### EXERCISE OBJECTIVE:
Each entry below is to be duplicated verbatim.

### INPUT DATA:

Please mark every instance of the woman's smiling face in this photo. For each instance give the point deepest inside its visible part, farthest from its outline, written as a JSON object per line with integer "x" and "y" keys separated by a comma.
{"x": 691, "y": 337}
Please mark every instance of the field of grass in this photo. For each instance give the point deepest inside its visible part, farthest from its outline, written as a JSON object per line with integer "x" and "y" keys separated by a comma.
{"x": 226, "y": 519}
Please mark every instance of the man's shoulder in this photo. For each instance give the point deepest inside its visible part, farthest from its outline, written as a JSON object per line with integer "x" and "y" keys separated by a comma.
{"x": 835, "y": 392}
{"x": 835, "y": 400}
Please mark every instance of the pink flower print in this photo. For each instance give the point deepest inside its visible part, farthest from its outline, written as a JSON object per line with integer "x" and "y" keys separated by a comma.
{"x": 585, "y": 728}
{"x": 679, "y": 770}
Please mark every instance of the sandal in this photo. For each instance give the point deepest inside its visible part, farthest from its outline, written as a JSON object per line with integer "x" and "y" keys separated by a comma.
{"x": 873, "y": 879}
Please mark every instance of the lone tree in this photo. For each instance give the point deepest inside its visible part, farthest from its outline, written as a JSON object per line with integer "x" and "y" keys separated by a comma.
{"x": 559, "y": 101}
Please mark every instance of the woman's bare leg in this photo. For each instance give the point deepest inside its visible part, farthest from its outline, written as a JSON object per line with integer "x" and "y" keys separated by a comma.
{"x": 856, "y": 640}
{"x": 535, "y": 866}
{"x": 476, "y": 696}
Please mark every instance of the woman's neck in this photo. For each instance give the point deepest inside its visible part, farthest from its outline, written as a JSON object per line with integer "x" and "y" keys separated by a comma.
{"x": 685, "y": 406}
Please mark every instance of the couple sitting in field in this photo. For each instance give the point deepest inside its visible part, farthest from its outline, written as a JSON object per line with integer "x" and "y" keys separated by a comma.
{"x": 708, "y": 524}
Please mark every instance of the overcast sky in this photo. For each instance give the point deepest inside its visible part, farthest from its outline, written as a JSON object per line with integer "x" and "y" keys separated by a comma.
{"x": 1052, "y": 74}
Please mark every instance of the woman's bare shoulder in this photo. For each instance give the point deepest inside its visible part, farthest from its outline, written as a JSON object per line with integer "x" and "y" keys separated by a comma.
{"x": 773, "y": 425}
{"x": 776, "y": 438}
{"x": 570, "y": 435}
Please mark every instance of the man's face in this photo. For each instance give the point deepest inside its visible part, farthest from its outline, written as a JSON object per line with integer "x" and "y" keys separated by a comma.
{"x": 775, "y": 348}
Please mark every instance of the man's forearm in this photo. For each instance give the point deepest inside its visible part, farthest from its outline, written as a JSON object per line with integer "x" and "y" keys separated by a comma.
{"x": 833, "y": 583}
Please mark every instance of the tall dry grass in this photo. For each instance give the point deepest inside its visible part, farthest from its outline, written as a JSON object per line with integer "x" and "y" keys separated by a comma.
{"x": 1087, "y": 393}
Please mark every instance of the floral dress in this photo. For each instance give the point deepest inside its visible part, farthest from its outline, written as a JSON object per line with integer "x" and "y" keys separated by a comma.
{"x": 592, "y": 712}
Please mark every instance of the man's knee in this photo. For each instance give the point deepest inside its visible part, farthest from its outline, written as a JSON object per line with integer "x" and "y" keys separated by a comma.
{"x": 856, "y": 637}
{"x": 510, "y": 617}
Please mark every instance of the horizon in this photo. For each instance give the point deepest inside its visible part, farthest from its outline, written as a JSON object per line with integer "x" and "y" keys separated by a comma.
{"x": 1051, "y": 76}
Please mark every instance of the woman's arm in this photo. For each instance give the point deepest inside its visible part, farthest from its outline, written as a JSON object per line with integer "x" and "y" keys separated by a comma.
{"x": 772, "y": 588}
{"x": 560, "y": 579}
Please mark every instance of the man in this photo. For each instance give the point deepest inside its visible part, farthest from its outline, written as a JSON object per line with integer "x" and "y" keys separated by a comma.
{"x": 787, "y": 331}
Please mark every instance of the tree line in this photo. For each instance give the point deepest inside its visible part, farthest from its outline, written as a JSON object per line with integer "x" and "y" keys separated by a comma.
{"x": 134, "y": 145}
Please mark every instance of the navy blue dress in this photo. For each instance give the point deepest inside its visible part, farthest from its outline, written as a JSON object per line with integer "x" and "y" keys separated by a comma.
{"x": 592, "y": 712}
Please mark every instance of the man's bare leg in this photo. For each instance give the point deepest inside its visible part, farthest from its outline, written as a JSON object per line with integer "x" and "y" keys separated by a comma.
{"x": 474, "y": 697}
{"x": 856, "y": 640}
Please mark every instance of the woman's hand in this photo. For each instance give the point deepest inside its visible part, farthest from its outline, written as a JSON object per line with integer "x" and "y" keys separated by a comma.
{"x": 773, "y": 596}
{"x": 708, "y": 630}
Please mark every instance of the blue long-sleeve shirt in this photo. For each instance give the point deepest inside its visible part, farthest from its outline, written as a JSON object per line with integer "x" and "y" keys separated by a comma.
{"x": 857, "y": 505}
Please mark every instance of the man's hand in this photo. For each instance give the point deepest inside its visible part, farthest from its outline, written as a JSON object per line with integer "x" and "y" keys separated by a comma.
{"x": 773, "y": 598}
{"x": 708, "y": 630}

### TASK OUTPUT:
Please mark every instance of the woman's smiling face in this photo. For each instance give the point deepest inside its visible part, farthest from its outline, written as a JSON object per line with integer "x" and "y" keys separated by a comma.
{"x": 691, "y": 337}
Please mark every instance of the field of grass in this photo. For each instance give the point deepest inside its visible part, farthest from its outline, written as a JSON object per line with integer "x" and "y" keys separated by a comma.
{"x": 226, "y": 519}
Please mark every instance of the man's shoulder in this photo. For each instance give the point deepest inside its visible part, farthest from its outline, written as a JSON object per line with integer "x" and "y" keys separated by a comma.
{"x": 835, "y": 392}
{"x": 835, "y": 400}
Please mark every instance of the pink flower print in this photo. For each instance give the point deepest inside its visible part, farthest from its outline, written as a JSON object per line with integer "x" and "y" keys separated by a comma.
{"x": 585, "y": 728}
{"x": 679, "y": 770}
Please mark every instance of the sandal in this photo. For each instance give the point deepest inside its visible part, farthest from its outline, written as a JSON object per line with integer "x" and "y" keys separated by a comma.
{"x": 873, "y": 879}
Please mark every instance of the lone tree in this photo. For each instance give the point deepest inside its visible part, farthest from its outline, written as a JSON object per line with integer "x" and "y" keys separated by a comma.
{"x": 559, "y": 101}
Please mark every instance of the woman's bare leg in this photo. For each instance give the point deepest inside its visible part, farthest from its outline, written as a JSON object per line with integer "x" and "y" keys separated by a comma.
{"x": 856, "y": 640}
{"x": 535, "y": 866}
{"x": 476, "y": 696}
Please mark every instance of the woman's neck in this photo. For each instance give the point deepest inside its visible part, farthest from its outline, written as a JSON object per line with integer "x" and "y" keys separated by a comma.
{"x": 685, "y": 406}
Please mark every instance of the couple sitting in field in this photo. For each instance give the point deepest inside its visible part, farthest from its outline, written as a JSON object per line with integer "x" and "y" keys separated by a comma.
{"x": 708, "y": 524}
Please mark every instance of the overcast sky in this photo. For each instance give the point deepest inside its visible part, farthest from its outline, written as a JSON object per line with integer "x" and "y" keys separated by a comma.
{"x": 1052, "y": 74}
Please mark every instance of the woman's bare shoulder in this photo. For each instance give the point deepest inside its visible part, farthest from its outline, written as a JSON object per line with integer "x" and "y" keys separated by a comma.
{"x": 773, "y": 425}
{"x": 776, "y": 438}
{"x": 570, "y": 435}
Please mark every instance of the man's face in this photo. For each instance give the point deepest inside its visible part, farthest from its outline, written as a JSON object per line with integer "x" and "y" keys separated by a comma.
{"x": 775, "y": 348}
Please mark every instance of the man's forearm in this photo. For each instance give the point deepest inside its visible part, farthest from its outline, written as a JSON object per line with integer "x" and "y" keys separated by a comma.
{"x": 833, "y": 583}
Please mark every instance of the tall dry grass in this photo. For each instance give the point deepest inside its visible part, farthest from its outline, written as a JSON object per line with integer "x" and "y" keys separated by a comma.
{"x": 1087, "y": 393}
Please mark every instance of the floral dress in this photo. For each instance give the point deepest inside its visible part, farthest from its outline, written as a JSON object per line with integer "x" and "y" keys separated by a comma.
{"x": 592, "y": 712}
Please mark every instance of the man's knee in this photo. For each instance give the point deepest inside its visible part, farthest from its outline, written as a JSON object per line with integer "x" and "y" keys separated by a comma.
{"x": 856, "y": 637}
{"x": 510, "y": 617}
Please mark every instance of the horizon in this photo. For each instance give the point deepest inside its visible part, farthest from its outline, written as a JSON object per line with integer "x" and "y" keys separated by a comma.
{"x": 1051, "y": 76}
Please mark every instance of the woman's arm in this photo. For each instance give the point deepest inside its visible part, farthest from its outline, written as a JSON object per line with integer "x" and "y" keys separated by a comma.
{"x": 772, "y": 588}
{"x": 560, "y": 579}
Please mark every instance of the man in this photo. For each instance give the point deepest inside its visible part, farthest from its outline, written as a JSON object per line with integer "x" and "y" keys separated by a comma.
{"x": 787, "y": 331}
Please mark every instance of the tree line in this photo. For each instance give the point deepest inside its visible part, farthest from its outline, written as a JSON object per line with integer "x" and "y" keys separated by a comma.
{"x": 134, "y": 145}
Please mark every instance of the navy blue dress in this photo. For each instance give the point deepest inside its visible part, farthest from its outline, written as a JSON object per line with integer "x" and "y" keys separated by a comma.
{"x": 592, "y": 712}
Please mark every instance of the man's bare leg in this photo. For each instance give the point deepest inside its visible part, farthest from its outline, written as a JSON object per line with integer "x" and "y" keys separated by a comma.
{"x": 474, "y": 697}
{"x": 856, "y": 640}
Please mark every instance of the woman's hand in this photo. For each instance give the point deepest inside its visible part, farthest from its outline, written as a JSON object per line with integer "x" and "y" keys separated by a comma.
{"x": 773, "y": 596}
{"x": 708, "y": 630}
Please mark every instance of the blue long-sleeve shirt in this photo. For each instance give the point deepest inside its visible part, farthest from its outline, written as a JSON object per line with integer "x" and "y" keys separated by a comma.
{"x": 857, "y": 505}
Please mark every instance of the man's hand in this photo. For each instance give the point deepest inside its visible part, farthest from its outline, written as a JSON object per line with integer "x" and "y" keys separated by a comma.
{"x": 773, "y": 598}
{"x": 708, "y": 630}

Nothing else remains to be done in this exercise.